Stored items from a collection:
::::::

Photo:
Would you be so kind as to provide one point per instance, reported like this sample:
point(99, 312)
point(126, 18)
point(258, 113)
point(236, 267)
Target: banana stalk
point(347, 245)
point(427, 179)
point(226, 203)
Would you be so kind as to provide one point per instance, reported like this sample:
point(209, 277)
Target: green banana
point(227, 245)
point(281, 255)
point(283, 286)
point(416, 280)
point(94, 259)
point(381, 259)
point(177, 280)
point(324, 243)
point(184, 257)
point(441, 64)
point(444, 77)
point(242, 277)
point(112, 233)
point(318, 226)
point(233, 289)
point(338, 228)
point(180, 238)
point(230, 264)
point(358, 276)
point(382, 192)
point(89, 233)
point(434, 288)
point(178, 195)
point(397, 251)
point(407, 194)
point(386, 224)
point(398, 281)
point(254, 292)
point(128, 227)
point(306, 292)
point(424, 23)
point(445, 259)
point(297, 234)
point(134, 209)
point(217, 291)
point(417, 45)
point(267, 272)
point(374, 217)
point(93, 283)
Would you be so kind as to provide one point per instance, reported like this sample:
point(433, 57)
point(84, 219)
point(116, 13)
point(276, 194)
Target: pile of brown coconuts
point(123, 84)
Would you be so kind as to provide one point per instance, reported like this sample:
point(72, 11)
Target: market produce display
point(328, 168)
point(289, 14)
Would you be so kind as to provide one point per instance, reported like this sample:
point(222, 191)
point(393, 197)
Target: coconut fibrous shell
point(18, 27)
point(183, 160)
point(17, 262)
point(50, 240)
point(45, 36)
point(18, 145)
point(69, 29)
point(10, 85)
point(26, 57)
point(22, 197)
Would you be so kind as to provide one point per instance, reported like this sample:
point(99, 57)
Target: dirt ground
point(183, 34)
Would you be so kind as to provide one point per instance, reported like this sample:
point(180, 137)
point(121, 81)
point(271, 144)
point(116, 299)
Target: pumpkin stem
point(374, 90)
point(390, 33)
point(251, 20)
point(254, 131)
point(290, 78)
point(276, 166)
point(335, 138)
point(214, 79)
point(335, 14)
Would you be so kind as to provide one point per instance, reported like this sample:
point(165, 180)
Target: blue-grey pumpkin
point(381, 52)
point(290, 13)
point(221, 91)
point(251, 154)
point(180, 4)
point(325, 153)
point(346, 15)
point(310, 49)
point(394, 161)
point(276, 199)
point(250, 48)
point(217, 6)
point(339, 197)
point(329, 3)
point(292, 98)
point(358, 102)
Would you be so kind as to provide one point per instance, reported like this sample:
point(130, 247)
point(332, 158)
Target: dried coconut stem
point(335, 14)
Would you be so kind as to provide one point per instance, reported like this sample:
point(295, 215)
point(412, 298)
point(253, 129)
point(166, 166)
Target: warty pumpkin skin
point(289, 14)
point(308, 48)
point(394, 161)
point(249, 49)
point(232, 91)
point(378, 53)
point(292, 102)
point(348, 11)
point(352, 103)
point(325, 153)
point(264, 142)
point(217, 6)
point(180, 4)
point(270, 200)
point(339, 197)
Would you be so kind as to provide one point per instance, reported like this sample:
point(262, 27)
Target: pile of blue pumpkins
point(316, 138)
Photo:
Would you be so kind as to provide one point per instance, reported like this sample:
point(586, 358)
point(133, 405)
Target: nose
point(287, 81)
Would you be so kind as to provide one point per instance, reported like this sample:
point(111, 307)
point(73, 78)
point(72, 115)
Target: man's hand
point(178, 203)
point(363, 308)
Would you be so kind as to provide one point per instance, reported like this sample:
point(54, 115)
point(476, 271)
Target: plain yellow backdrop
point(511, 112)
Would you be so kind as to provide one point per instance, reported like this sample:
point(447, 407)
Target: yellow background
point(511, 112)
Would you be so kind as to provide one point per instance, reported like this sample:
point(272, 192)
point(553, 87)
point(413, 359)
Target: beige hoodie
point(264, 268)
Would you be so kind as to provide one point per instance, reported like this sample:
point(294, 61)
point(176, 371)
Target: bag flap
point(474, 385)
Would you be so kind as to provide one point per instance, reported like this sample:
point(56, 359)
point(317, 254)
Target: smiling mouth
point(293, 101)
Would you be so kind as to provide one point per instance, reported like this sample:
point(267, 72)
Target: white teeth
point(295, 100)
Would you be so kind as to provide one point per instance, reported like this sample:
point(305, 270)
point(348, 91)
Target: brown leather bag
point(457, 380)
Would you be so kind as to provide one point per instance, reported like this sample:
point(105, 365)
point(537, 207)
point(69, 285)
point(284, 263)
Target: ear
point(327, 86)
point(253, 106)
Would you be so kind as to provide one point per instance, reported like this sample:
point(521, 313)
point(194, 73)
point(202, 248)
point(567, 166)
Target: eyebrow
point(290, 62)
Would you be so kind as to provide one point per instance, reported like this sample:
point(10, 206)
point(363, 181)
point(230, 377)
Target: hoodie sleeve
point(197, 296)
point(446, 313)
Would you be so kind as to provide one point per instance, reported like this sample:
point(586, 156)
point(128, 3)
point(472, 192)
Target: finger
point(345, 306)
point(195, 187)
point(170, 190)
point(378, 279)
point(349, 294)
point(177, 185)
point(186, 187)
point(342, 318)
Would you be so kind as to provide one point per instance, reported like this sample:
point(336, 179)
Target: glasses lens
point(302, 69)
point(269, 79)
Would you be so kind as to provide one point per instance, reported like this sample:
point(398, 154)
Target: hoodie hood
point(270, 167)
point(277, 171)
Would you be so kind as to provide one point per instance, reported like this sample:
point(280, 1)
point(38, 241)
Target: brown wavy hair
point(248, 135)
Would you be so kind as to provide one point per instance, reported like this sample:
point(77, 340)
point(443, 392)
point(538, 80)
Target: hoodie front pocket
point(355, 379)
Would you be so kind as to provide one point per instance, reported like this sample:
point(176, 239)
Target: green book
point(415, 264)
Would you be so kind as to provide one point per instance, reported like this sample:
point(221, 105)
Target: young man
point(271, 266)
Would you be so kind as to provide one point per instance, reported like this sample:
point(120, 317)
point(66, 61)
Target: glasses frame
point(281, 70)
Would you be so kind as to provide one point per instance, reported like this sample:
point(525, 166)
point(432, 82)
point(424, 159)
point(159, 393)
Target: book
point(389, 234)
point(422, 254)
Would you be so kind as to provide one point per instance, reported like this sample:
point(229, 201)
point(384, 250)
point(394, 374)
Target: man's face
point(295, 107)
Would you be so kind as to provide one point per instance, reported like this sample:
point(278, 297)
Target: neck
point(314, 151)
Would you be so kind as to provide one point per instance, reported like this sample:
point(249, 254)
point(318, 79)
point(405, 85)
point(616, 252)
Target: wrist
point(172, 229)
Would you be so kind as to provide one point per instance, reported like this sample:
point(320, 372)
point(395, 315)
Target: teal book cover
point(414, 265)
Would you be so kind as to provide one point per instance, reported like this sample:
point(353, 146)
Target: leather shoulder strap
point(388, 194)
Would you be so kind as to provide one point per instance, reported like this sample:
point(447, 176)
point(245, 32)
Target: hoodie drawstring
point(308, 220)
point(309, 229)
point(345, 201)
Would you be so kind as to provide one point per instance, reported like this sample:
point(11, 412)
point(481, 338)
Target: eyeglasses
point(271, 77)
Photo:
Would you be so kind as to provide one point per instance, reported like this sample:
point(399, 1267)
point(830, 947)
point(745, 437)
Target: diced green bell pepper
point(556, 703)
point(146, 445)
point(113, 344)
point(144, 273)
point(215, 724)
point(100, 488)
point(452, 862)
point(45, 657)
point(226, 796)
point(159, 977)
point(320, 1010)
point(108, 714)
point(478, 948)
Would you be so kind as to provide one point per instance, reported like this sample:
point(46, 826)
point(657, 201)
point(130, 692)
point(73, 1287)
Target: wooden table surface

::::::

WHAT THE TASK REQUIRES: Transcribe every record above exactly as it appears.

THE OUTPUT:
Photo:
Would you be so kind as to provide one point per instance, reported like this sample:
point(99, 312)
point(126, 18)
point(258, 113)
point(236, 267)
Target: banana stalk
point(347, 245)
point(427, 179)
point(226, 203)
Would you be so kind as to provide one point per instance, reported like this sample:
point(209, 277)
Target: green banana
point(227, 245)
point(281, 255)
point(283, 286)
point(416, 280)
point(94, 259)
point(381, 259)
point(177, 280)
point(324, 243)
point(184, 257)
point(441, 64)
point(444, 77)
point(242, 277)
point(112, 233)
point(318, 226)
point(233, 289)
point(338, 228)
point(180, 238)
point(230, 264)
point(358, 276)
point(382, 192)
point(89, 233)
point(434, 288)
point(178, 195)
point(397, 251)
point(407, 194)
point(386, 224)
point(398, 281)
point(254, 292)
point(128, 227)
point(306, 292)
point(424, 23)
point(445, 259)
point(297, 234)
point(134, 209)
point(217, 291)
point(417, 45)
point(267, 272)
point(374, 217)
point(93, 283)
Would you be so kind as to provide one point per instance, reported like this sample:
point(433, 57)
point(84, 219)
point(116, 13)
point(276, 194)
Target: pile of brown coconuts
point(123, 84)
Would you be so kind as to provide one point per instance, reported like this sample:
point(72, 11)
Target: market produce display
point(328, 168)
point(289, 14)
Would you be so kind as to provide one point per instance, reported like this sample:
point(222, 191)
point(393, 197)
Target: coconut fibrous shell
point(18, 27)
point(183, 160)
point(17, 262)
point(50, 240)
point(45, 36)
point(18, 145)
point(69, 29)
point(10, 85)
point(26, 57)
point(22, 197)
Would you be so kind as to provide one point per instance, reported like this sample:
point(99, 57)
Target: dirt ground
point(183, 34)
Would you be so kind as to provide one point per instance, reported like this sample:
point(180, 137)
point(121, 81)
point(271, 144)
point(116, 299)
Target: pumpkin stem
point(374, 90)
point(390, 33)
point(251, 20)
point(254, 131)
point(290, 78)
point(276, 166)
point(335, 138)
point(214, 79)
point(335, 14)
Would you be so kind as to provide one point per instance, reported like this sample:
point(165, 180)
Target: blue-grey pumpkin
point(381, 52)
point(290, 13)
point(221, 91)
point(251, 154)
point(180, 4)
point(325, 153)
point(346, 15)
point(310, 49)
point(394, 161)
point(276, 199)
point(250, 48)
point(217, 6)
point(339, 197)
point(329, 3)
point(292, 98)
point(358, 102)
Would you be so kind as to provide one point per instance, reported like this sample:
point(130, 247)
point(332, 158)
Target: dried coconut stem
point(335, 14)
Would you be so kind as to provide one point per instance, reported like this sample:
point(295, 215)
point(412, 298)
point(253, 129)
point(166, 166)
Target: warty pumpkin skin
point(289, 14)
point(308, 48)
point(394, 161)
point(249, 49)
point(232, 91)
point(378, 53)
point(292, 102)
point(348, 11)
point(352, 103)
point(325, 153)
point(264, 142)
point(217, 6)
point(180, 4)
point(270, 200)
point(339, 197)
Would you be so kind as to provide one point per instance, reported like this sample:
point(262, 27)
Target: pile of blue pumpkins
point(316, 138)
Photo:
Would you be so kind as to provide one point per instance, reported like this sample:
point(586, 358)
point(133, 405)
Target: nose
point(287, 81)
Would you be so kind as to provide one point per instance, reported like this sample:
point(111, 307)
point(73, 78)
point(72, 115)
Target: man's hand
point(178, 203)
point(363, 308)
Would you be so kind as to provide one point per instance, reported like this sample:
point(54, 115)
point(476, 271)
Target: plain yellow backdrop
point(511, 112)
Would you be so kind as to provide one point per instance, reported like this sample:
point(447, 407)
Target: yellow background
point(511, 112)
Would you be so kind as to provide one point per instance, reported like this sample:
point(272, 192)
point(553, 87)
point(413, 359)
Target: beige hoodie
point(264, 268)
Would you be so kind as to provide one point per instance, reported like this sample:
point(294, 61)
point(176, 371)
Target: bag flap
point(474, 385)
Would you be so kind as to provide one point per instance, reported like this sample:
point(56, 359)
point(317, 254)
Target: smiling mouth
point(293, 101)
Would you be so kind as to provide one point per instance, reported like this sample:
point(267, 72)
Target: white teeth
point(295, 100)
Would you be so kind as to provide one point per instance, reported like this sample:
point(305, 270)
point(348, 91)
Target: brown leather bag
point(457, 380)
Would you be so kind as to provide one point per instance, reported like this sample:
point(105, 365)
point(537, 207)
point(69, 285)
point(284, 263)
Target: ear
point(327, 86)
point(253, 106)
Would you be so kind as to provide one point per instance, reported like this sample:
point(521, 313)
point(194, 73)
point(202, 248)
point(567, 166)
Target: eyebrow
point(290, 62)
Would you be so kind as to provide one point per instance, reported like this sample:
point(10, 206)
point(363, 181)
point(230, 377)
Target: hoodie sleeve
point(197, 296)
point(446, 313)
Would you be so kind as to provide one point per instance, reported like this sample:
point(586, 156)
point(128, 3)
point(472, 192)
Target: finger
point(345, 306)
point(195, 187)
point(170, 190)
point(378, 279)
point(349, 294)
point(177, 185)
point(186, 187)
point(342, 318)
Would you be so kind as to provide one point per instance, reported like this sample:
point(336, 179)
Target: glasses lens
point(302, 69)
point(269, 79)
Would you be so kind as to provide one point per instance, reported like this sample:
point(398, 154)
Target: hoodie hood
point(270, 167)
point(277, 171)
Would you be so kind as to provide one point per instance, reported like this sample:
point(280, 1)
point(38, 241)
Target: brown wavy hair
point(248, 135)
Would you be so kind as to provide one point per instance, reported like this sample:
point(77, 340)
point(443, 392)
point(538, 80)
Target: hoodie front pocket
point(355, 379)
Would you be so kind as to provide one point per instance, reported like this sample:
point(176, 239)
Target: green book
point(415, 264)
Would you be so kind as to provide one point per instance, reported like this sample:
point(221, 105)
Target: young man
point(271, 266)
Would you be so kind as to provide one point per instance, reported like this sample:
point(120, 317)
point(66, 61)
Target: glasses frame
point(281, 70)
Would you be so kind as to provide one point per instance, reported like this sample:
point(525, 166)
point(432, 82)
point(424, 159)
point(159, 393)
Target: book
point(389, 234)
point(422, 254)
Would you be so kind as to provide one point per instance, reported like this sample:
point(229, 201)
point(384, 250)
point(394, 374)
Target: man's face
point(295, 107)
Would you be so kind as to provide one point per instance, reported like this sample:
point(278, 297)
Target: neck
point(314, 151)
Would you be so kind as to provide one point per instance, reported like this sample:
point(249, 254)
point(318, 79)
point(405, 85)
point(616, 252)
Target: wrist
point(172, 229)
Would you be so kind as to provide one point per instance, reported like this sample:
point(320, 372)
point(395, 315)
Target: teal book cover
point(414, 265)
Would you be so kind as to provide one point per instance, reported like this sample:
point(353, 146)
Target: leather shoulder strap
point(388, 194)
Would you be so kind as to provide one point per instance, reported like this sample:
point(447, 176)
point(245, 32)
Target: hoodie drawstring
point(308, 220)
point(309, 229)
point(345, 201)
Would you be so kind as to provide one point per instance, reported like this sample:
point(11, 412)
point(481, 338)
Target: eyeglasses
point(271, 77)
Photo:
Would you be so kind as to provide one point per instance, reported like this sample:
point(399, 1267)
point(830, 947)
point(745, 437)
Target: diced green bell pepper
point(556, 703)
point(146, 445)
point(113, 344)
point(144, 273)
point(215, 724)
point(100, 488)
point(452, 862)
point(45, 657)
point(226, 796)
point(159, 977)
point(320, 1010)
point(108, 714)
point(478, 948)
Would you be so kind as to provide one point per instance, reported like this sample:
point(46, 826)
point(657, 201)
point(130, 692)
point(73, 1287)
Target: wooden table surface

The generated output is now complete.